Segment Start: MATERIAL SUPPLIED

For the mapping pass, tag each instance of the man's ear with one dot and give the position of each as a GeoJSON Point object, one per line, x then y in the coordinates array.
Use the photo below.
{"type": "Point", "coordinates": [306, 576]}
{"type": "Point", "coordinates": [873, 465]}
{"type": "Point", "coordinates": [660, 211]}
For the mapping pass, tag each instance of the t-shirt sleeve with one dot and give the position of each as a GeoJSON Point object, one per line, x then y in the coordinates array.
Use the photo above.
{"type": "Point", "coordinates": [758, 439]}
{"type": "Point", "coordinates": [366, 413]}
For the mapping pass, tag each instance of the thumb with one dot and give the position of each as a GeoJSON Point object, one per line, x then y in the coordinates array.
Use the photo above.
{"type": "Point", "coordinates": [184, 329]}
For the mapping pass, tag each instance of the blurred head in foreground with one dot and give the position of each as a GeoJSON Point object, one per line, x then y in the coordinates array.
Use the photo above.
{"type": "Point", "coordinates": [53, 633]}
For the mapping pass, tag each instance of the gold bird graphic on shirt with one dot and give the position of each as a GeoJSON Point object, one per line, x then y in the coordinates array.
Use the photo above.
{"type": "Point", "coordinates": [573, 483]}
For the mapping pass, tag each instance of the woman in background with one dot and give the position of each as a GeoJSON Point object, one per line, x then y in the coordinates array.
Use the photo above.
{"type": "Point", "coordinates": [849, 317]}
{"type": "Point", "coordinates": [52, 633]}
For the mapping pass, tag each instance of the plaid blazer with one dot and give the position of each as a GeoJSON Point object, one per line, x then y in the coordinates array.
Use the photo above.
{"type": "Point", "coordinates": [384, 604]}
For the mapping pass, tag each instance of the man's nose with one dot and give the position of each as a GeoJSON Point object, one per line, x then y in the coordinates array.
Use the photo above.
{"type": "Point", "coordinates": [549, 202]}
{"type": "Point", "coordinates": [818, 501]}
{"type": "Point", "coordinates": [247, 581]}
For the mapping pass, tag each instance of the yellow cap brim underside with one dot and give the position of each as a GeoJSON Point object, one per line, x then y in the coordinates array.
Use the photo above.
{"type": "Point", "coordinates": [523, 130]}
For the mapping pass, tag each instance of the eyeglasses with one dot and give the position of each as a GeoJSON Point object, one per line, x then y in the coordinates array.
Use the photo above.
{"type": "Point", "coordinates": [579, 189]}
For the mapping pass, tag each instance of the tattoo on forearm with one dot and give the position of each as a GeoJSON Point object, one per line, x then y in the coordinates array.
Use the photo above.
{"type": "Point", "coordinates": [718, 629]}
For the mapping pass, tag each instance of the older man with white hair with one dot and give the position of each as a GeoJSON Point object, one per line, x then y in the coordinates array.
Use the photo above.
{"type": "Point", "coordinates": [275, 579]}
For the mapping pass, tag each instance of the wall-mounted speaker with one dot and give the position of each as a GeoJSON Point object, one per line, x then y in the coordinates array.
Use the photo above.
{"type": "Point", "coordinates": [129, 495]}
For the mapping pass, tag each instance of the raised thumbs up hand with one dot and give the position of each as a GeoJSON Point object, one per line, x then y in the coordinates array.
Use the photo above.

Segment End: MATERIAL SUPPLIED

REQUIRED WORK — Please write out every line of the data exactly.

OUTPUT FOR THIS TASK —
For the mapping pass, tag each instance of the man's ear with one dot and give the position of each as a GeoJSON Point object, one per line, x then y in the coordinates array.
Use the photo below.
{"type": "Point", "coordinates": [306, 576]}
{"type": "Point", "coordinates": [873, 465]}
{"type": "Point", "coordinates": [660, 211]}
For the mapping pass, tag each instance of the t-shirt sleeve with one dot and give the position of each as a GeoJSON Point object, one per line, x then y in the coordinates array.
Use the photo above.
{"type": "Point", "coordinates": [758, 439]}
{"type": "Point", "coordinates": [366, 413]}
For the mapping pass, tag each instance of the thumb with one dot and give the position of each as a GeoJSON Point object, one per line, x then y in the coordinates array.
Use the photo above.
{"type": "Point", "coordinates": [184, 329]}
For the mapping pass, tag each instance of the blurred head in foreground with one dot and give the position of each as a GeoJSON Point object, one per line, x then y in the coordinates array.
Use the photo above.
{"type": "Point", "coordinates": [53, 633]}
For the mapping pass, tag each instance of the gold bird graphic on shirt with one dot and give the position of each as a GeoJSON Point object, one per line, x then y in the coordinates array.
Use the photo above.
{"type": "Point", "coordinates": [573, 483]}
For the mapping pass, tag each instance of the woman in background with one dot and give the position of each as a GeoJSON Point object, one per line, x then y in the coordinates array.
Use the photo above.
{"type": "Point", "coordinates": [849, 317]}
{"type": "Point", "coordinates": [52, 633]}
For the mapping pass, tag each instance of the plaid blazer with one dot and give the position of each as a GeoJSON Point object, one per line, x then y in the coordinates array.
Use the photo above.
{"type": "Point", "coordinates": [384, 604]}
For the mapping pass, tag each instance of the man's nose with one dot and give the position of each as a GeoJSON Point object, one per line, x then y in the coordinates array.
Use the photo above.
{"type": "Point", "coordinates": [549, 202]}
{"type": "Point", "coordinates": [818, 501]}
{"type": "Point", "coordinates": [247, 581]}
For the mapping pass, tag each instance of the yellow cap brim underside with one dot and give the position of each as a GeoJSON Point object, one per line, x then y in the coordinates array.
Use the photo above.
{"type": "Point", "coordinates": [523, 130]}
For the mapping pass, tag each instance of the eyeglasses with one dot and give the position of each as a GeoJSON Point object, one per line, x then y in the coordinates array.
Use the photo above.
{"type": "Point", "coordinates": [579, 189]}
For the mapping pass, tag each instance of the tattoo on forearm with one dot and give the position of each as a GeoJSON Point object, one per line, x then y in the coordinates array.
Use the photo above.
{"type": "Point", "coordinates": [718, 629]}
For the mapping pass, tag each instance of the older man with white hair with one dot and give the position of each as a GeoJSON Point object, one per line, x then y in the coordinates array.
Use the photo above.
{"type": "Point", "coordinates": [275, 579]}
For the mapping pass, tag each instance of the wall-mounted speaker with one dot and give the position of each as a GeoJSON Point object, one per line, x then y in the coordinates array.
Use the photo above.
{"type": "Point", "coordinates": [129, 495]}
For the mapping pass, tag each instance of the raised thumbs up hand with one dot and give the position of each as a GeoJSON Point object, one per line, x then y in the coordinates array.
Use the photo above.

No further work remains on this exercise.